Using the information »
(1) Can you extract the stretch of the text on Europe's future from "The prospect of" through "continue to worsen.", word for word?
(2) Could you turn the paragraph of the text on Europe's future that begins "The likely collapse of the eurozone" into a short bulleted list that keeps its main facts?
(3) How would the text on Europe's future go on after its final sentence? Write the next part.
*** Text ***
The prospect of tens of millions of predominately Muslim Africans and Arabs trying to enter Europe in the coming decades will accelerate the rise of right wing populist forces to power across Europe. Where there are already significant Muslim populations in western European countries, including France, Sweden, Germany, Belgium and the Netherlands, tensions between the Muslim and non-Muslim populations will continue to worsen.
- The European Union (EU) will collapse around 2030
The likely collapse of the eurozone around the year 2020 will be a hammer blow to the European Project. It will still be in the interests of the major European powers to keep the union going as economic and geopolitical tensions worsen throughout the world. As the forces outlined in the Limit to Growth megatrend worsen, the ability of an increasingly fragmented and divided EU to survive will diminish, and the EU will eventually disintegrate into nationalistic power blocs.
- Western Europe is heading towards civil war
The prediction that Western Europe is heading towards civil war may appear absurd but it is a frighteningly real possibility. The Chief of the Swiss Armed Forces, Lieutenant General André Blattmann, has publically warned of the risk of civil war, in December 2015. On 12 July 2016, it was reported that the head of French intelligence Patrick Calwar informed the French parliament that France “is on the brink of civil war” between the ultra-right and the French Muslim community. British Rear Admiral Chris Parry warned in the Sunday Times on 11 June 2006 that western civilisation faced a spectre of a Roman Empire style collapse in the coming decades as mass migration and radical Islam triggers violent unrest. European security and military circles are discussing the risks of civil war in public and almost certainly in private.
*** End of Text ***
*** Data to examine ***
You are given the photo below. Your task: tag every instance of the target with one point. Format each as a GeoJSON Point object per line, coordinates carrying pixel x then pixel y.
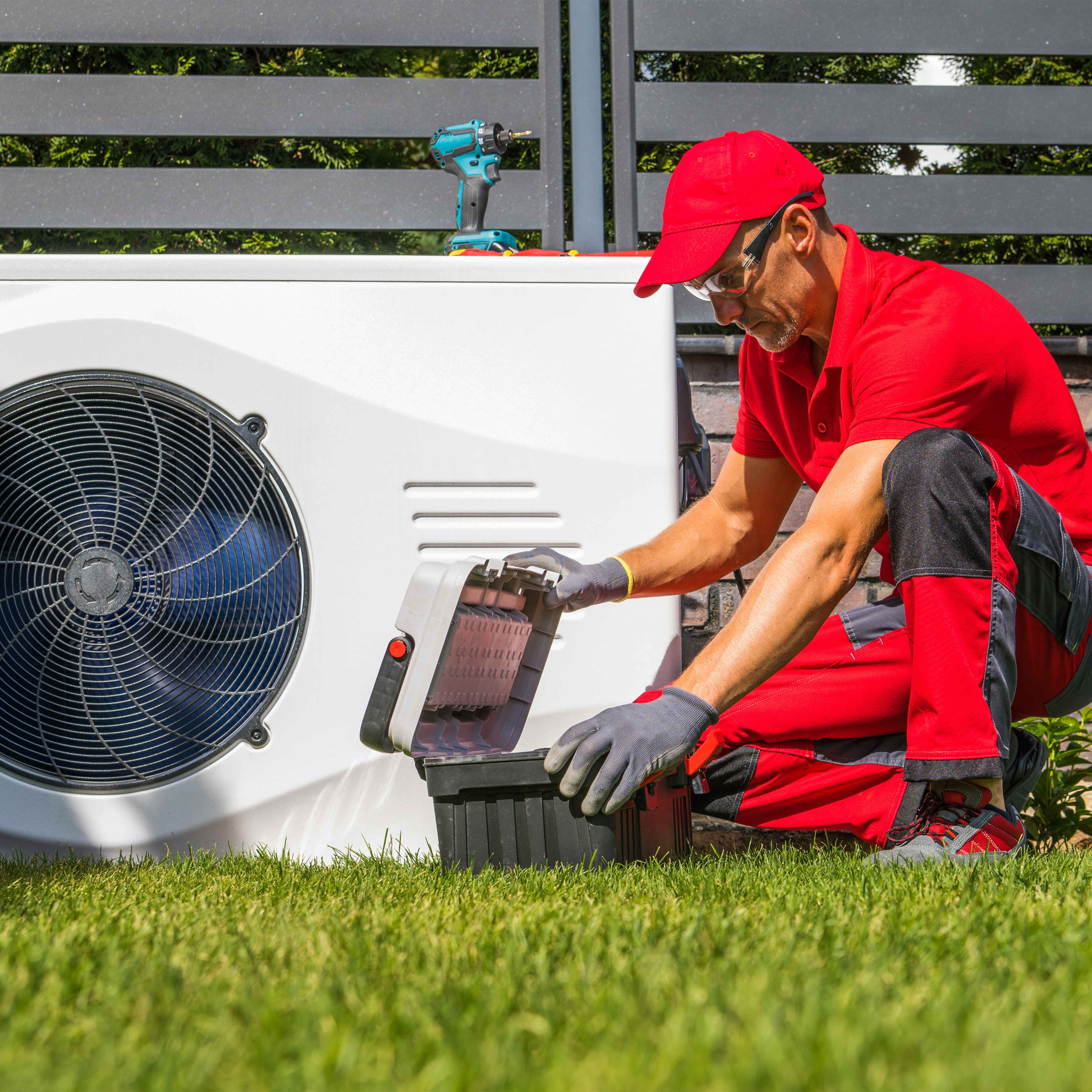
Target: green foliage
{"type": "Point", "coordinates": [1014, 160]}
{"type": "Point", "coordinates": [257, 153]}
{"type": "Point", "coordinates": [1058, 810]}
{"type": "Point", "coordinates": [774, 971]}
{"type": "Point", "coordinates": [780, 68]}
*** End of Data to examine ***
List of answers »
(1)
The prospect of tens of millions of predominately Muslim Africans and Arabs trying to enter Europe in the coming decades will accelerate the rise of right wing populist forces to power across Europe. Where there are already significant Muslim populations in western European countries, including France, Sweden, Germany, Belgium and the Netherlands, tensions between the Muslim and non-Muslim populations will continue to worsen.

(2)
- The eurozone will likely collapse around 2020, a hammer blow to the European Project.
- The major European powers will still want to keep the union going as economic and geopolitical tensions worsen worldwide.
- As the forces of the Limit to Growth megatrend worsen, an increasingly fragmented and divided EU will become less able to survive.
- The EU will eventually disintegrate into nationalistic power blocs.

(3)
If there is widespread and violent unrest from a radicalised young Muslim population, then the cities of France, Belgium, Netherlands, Sweden, Denmark, Italy, Germany, Austria and the United Kingdom will bear the bulk of the fighting. Western European states have cut their military and police budgets since the end of the Cold War and would struggle to put down a violent urban uprising. European governments could have to request American military support but it is not certain that a future US president would send US military forces in a European urban insurgency. Hopefully this grim prospect will never happen and the securocrats are wrong in their fears.
To conclude, we are entering into a twilight era of Scarcity Industrialism where the current financial, economic and geopolitical framework is disintegrating. The Limits to Growth megatrend is driving a collapse of the post-Cold War liberal international order, which will be heralded when Donald Trump is likely inaugurated as America’s next president on 20 January 2017.